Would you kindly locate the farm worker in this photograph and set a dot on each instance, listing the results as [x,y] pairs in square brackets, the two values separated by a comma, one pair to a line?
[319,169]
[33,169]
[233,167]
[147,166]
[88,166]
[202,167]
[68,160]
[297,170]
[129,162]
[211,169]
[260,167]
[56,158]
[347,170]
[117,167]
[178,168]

◆ WHAT TO DO
Copy every line of the material above, changing nothing.

◆ TASK ANSWER
Would you kindly locate the farm worker in this photograph and set a dot on each instance, listing the results as [x,y] pairs in square brackets, the two values separated by a comma, one pair to a line?
[319,169]
[33,169]
[233,167]
[147,166]
[88,166]
[202,167]
[68,160]
[297,170]
[129,162]
[211,169]
[260,167]
[56,158]
[347,170]
[117,167]
[178,168]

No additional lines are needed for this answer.